#### Stored records:
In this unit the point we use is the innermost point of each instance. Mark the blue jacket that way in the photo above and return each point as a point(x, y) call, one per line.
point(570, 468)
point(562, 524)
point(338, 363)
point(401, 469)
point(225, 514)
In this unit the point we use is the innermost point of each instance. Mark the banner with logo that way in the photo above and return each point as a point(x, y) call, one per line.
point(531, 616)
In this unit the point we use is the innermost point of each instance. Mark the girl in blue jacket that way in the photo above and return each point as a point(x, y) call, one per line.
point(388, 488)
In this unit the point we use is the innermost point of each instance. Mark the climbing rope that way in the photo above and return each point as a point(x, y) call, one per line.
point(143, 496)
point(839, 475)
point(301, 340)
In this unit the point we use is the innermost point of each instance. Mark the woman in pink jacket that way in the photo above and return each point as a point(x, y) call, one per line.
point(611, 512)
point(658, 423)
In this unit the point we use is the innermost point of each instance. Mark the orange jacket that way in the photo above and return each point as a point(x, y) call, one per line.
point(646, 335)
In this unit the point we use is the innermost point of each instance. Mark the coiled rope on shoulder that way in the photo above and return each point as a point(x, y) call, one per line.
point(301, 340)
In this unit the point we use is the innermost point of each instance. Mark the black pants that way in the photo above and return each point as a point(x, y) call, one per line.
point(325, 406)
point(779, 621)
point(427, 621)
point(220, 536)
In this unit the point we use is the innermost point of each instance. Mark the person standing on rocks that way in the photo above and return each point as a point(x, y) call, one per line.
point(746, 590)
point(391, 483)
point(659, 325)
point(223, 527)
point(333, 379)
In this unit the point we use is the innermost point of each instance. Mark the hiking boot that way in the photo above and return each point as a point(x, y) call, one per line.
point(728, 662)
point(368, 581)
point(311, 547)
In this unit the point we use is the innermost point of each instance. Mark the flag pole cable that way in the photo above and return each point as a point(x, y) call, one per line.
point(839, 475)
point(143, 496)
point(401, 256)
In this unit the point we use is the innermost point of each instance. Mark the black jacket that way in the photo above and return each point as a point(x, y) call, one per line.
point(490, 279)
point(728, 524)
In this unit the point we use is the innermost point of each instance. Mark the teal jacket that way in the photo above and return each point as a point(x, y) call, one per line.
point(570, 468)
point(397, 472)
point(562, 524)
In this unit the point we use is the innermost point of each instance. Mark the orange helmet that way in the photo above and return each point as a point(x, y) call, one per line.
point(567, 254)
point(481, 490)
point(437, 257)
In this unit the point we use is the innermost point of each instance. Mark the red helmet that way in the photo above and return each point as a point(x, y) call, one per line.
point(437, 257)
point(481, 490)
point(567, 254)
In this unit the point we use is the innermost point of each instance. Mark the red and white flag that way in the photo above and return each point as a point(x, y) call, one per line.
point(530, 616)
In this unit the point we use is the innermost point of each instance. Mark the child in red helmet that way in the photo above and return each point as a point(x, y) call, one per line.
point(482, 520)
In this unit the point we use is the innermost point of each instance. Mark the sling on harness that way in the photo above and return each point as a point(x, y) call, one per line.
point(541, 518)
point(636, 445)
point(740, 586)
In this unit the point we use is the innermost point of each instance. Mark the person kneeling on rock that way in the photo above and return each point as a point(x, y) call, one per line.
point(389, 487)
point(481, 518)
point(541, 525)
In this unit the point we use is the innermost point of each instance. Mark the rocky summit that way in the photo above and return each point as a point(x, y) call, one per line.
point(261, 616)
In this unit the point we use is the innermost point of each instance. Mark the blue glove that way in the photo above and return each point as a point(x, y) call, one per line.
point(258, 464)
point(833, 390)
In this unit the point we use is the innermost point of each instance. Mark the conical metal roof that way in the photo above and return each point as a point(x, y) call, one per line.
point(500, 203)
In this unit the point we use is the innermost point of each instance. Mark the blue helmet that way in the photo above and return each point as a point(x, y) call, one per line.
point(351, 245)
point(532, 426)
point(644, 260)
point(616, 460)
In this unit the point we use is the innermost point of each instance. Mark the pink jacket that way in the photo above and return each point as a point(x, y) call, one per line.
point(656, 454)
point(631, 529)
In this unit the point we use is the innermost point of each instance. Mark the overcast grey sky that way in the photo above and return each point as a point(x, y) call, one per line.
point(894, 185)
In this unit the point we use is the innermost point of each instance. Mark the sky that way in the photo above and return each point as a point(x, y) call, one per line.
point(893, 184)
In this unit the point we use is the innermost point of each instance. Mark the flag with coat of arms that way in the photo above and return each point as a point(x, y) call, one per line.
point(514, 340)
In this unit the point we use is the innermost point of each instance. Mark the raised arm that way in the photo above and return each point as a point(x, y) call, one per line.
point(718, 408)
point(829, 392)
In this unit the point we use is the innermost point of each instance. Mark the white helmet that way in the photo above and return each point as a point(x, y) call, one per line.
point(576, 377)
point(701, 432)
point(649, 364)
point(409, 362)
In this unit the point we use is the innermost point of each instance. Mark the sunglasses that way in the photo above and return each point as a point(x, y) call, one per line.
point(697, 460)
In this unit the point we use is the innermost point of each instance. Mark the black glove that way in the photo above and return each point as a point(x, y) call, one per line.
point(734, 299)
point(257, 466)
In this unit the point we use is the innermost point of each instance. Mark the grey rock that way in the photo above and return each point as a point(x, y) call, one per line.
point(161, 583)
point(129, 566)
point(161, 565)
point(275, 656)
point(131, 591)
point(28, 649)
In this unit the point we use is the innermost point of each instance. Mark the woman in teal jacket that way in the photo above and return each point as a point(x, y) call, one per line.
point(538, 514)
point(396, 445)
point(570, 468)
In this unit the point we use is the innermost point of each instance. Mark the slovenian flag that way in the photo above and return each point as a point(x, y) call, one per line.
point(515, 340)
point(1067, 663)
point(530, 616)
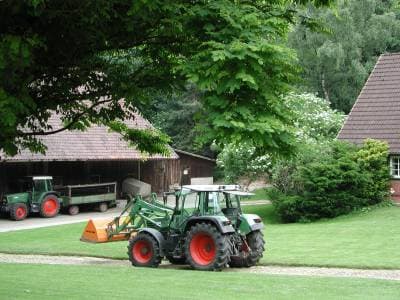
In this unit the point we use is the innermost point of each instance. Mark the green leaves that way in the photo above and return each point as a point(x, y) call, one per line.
point(150, 141)
point(56, 56)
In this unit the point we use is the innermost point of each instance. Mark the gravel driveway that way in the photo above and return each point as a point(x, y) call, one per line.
point(270, 270)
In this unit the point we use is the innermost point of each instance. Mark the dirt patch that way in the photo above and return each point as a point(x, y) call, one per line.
point(269, 270)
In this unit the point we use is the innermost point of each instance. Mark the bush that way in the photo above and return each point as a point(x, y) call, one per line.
point(332, 179)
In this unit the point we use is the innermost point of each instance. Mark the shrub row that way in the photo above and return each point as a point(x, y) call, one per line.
point(331, 179)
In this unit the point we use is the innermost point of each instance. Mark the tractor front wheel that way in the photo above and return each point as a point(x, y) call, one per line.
point(206, 248)
point(249, 257)
point(50, 206)
point(144, 251)
point(103, 207)
point(19, 211)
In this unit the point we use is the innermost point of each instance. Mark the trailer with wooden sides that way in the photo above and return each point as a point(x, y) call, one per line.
point(37, 195)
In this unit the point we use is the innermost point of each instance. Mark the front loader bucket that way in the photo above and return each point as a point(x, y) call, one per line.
point(96, 232)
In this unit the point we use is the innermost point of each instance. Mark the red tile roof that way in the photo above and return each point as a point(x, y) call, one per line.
point(376, 113)
point(96, 143)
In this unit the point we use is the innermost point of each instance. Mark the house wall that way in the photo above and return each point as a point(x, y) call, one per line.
point(159, 174)
point(196, 166)
point(395, 190)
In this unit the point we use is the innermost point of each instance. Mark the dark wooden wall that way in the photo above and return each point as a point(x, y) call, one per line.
point(160, 174)
point(196, 166)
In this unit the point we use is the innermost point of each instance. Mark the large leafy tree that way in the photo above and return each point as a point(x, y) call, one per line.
point(79, 58)
point(336, 61)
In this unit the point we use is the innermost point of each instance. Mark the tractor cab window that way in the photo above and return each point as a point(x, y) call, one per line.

#### EXERCISE:
Edit the material from the line containing "Mark the sling" down through the line containing "point(631, 529)" so that "rocky summit" reads "rocky peak", and give only those lines back with nothing else changed.

#### OUTPUT:
In this unit the point we use is the innermost point of each instance. Mark the sling on harness that way in the photo above and return each point as a point(x, y) call, one per line.
point(541, 518)
point(636, 445)
point(740, 586)
In this unit the point we use is the innermost point of each instance. Mark the person kneeling on rock that way in the photo above and return each point as a point(x, y) call, one per line.
point(389, 487)
point(481, 518)
point(541, 525)
In this unit the point we use is the innermost point of each instance. Mark the rocky peak that way in the photo above and return each point as a point(x, y) call, one per line.
point(261, 616)
In this unit the point we use is the innermost point of each instance. Mark the blue glove that way in the photo above and return each point as a point(x, y) call, one per line.
point(258, 464)
point(833, 390)
In this unit the point we use is the innermost point of each instance. Mark the conical metal roof that way in the photo above and return each point as a point(x, y) call, one per line.
point(500, 203)
In this unit the point we use is the innermost point of each instance. Mark the blue helmet that way in the photo above and return each point as a point(x, y) call, one per line.
point(351, 245)
point(532, 426)
point(644, 260)
point(616, 460)
In this unit the point we use is the innermost point of each instance. Mark the pink jacket that way in the photo above and return each point as a point(x, y) call, one per line.
point(656, 454)
point(631, 529)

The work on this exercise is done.